- **PASSAGE GIVEN**
Wednesday, June 22, 2005

Fête de la Musique

Yesterday was not only the longest day of the year, but it also marked the date in which Amy and I only have one month left in France. It was a rather busy day for us as well.

Our water, once again, was being shut off at 9 in the AM and so we awoke early, showered and breakfasted. We then left for the library to return and check out books, CDs and a DVD. While we were out and about we decided to check in with Air France to see what an extra piece of luggage would cost us.

Amy has about four books full study material here, which she has to have in Indiana when we get back so that she can study for her PhD exams. At the German post office (which is cheaper than the French PO) is going to charge us about 60 Euros per box! Air France will charge us 100 Euros for an extra bag. So, we are now looking at cheap, but durable bags in which we can stash at least a couple of boxes worth of books.

After lunch we spent the afternoon lounging in the shade at the park. It was a very pretty, yet extremely hot day. Without air conditioning our apartment is rather unbearable and thus sitting under a tree is preferable than sitting on our couch.


It was also the annual Fete de la Musique in Strasbourg, which is basically a city wide music festival. At all of the larger city squares they set up official stages in which the more popular local bands, and a few medium sized names in French music jammed into the wee hours of the morning. Yet at nearly every block in the city unofficial musicians were playing their tunes. This ranged from 7 piece zydeco/reggae bands to one guy playing a flute with another guy playing an old recorder. No matter where we were in the city, we could hear music.

We were meeting with a group from the university around 8:30 but Amy and I decided to wander around a bit first. We caught a fun French group with a terrible Rastafarian sax player in the Place de Zurich. Then we wandered downtown where there was live music playing every 20 yards or so. These street performers were so close together you could hardly hear them apart from each other. Around the cathedral it was madness. An official stage was set up in the Place de Gutenberg as well as nearby, right in front of the cathedral. Non sanctioned performers were everywhere in between, as well as a throng of people. The poor choir, in front of the cathedral, could barely even be heard even when I was standing but a few feet from them.

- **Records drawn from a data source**
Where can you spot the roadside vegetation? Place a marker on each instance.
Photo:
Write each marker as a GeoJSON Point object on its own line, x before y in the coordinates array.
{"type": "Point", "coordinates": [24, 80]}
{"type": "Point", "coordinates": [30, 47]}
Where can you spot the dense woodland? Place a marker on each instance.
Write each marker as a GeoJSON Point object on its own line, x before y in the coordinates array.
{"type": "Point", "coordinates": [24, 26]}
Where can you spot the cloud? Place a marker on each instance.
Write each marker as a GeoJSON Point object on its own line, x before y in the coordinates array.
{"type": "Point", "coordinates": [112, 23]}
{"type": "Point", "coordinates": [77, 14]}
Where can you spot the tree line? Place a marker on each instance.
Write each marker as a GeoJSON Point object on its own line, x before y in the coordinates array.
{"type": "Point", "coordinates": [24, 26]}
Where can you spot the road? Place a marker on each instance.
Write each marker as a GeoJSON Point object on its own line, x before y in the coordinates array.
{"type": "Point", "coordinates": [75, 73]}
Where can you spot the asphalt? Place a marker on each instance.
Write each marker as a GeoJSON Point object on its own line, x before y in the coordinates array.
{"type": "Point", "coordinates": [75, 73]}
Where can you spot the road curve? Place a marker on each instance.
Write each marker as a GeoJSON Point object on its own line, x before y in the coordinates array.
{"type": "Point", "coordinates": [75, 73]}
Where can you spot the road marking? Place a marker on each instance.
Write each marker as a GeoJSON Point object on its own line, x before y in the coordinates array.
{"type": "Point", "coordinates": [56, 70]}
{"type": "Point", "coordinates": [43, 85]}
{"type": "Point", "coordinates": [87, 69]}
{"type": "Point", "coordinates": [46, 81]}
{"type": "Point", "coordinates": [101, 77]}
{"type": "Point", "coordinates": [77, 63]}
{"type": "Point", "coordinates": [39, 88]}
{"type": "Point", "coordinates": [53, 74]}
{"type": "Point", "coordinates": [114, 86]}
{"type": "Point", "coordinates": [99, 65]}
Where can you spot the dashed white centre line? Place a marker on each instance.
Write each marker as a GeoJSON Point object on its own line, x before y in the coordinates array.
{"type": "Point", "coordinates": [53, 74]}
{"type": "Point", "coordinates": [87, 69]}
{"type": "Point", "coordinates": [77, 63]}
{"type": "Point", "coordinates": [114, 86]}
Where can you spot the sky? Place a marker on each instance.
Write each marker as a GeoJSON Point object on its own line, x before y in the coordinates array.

- **INSTRUCTIONS**
1. In the blog post on the Fête de la Musique, what would Air France charge for an extra bag?
2. Please rewrite the paragraph of the blog post on the Fête de la Musique that begins "It was also the annual Fete de la Musique" as a short bulleted list, keeping its main facts.
3. According to the blog post on the Fête de la Musique, why did the couple spend the afternoon in the park instead of at home?

- **ANSWERS PER TASK**
1. 100 Euros.

2.
- Strasbourg held its annual Fete de la Musique, essentially a citywide music festival.
- Official stages in the larger city squares featured the more popular local bands and a few medium-sized names in French music, playing into the early morning hours.
- Unofficial musicians played on nearly every block, ranging from 7-piece zydeco/reggae bands to one person on a flute with another on an old recorder.
- Music could be heard from anywhere in the city.

3. The day was extremely hot, and without air conditioning their apartment was rather unbearable. Sitting in the shade under a tree was therefore preferable to sitting on their couch.